PROBLEM STATEMENT:
Your answer must be an exact transcription of the data, with every picture omitted.

SUPPLIED INFORMATION:
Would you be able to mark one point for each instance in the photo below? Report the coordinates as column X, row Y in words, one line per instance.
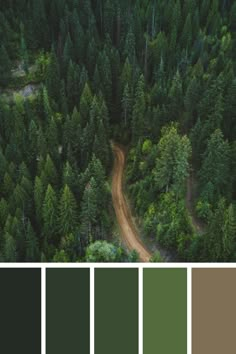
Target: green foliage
column 101, row 251
column 124, row 71
column 171, row 168
column 68, row 220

EXERCISE OUTPUT:
Would you be able to mark one point for each instance in the photo below? Report the coordinates as column X, row Y in words, one line per instance.
Target: green foliage
column 101, row 251
column 124, row 71
column 171, row 168
column 68, row 220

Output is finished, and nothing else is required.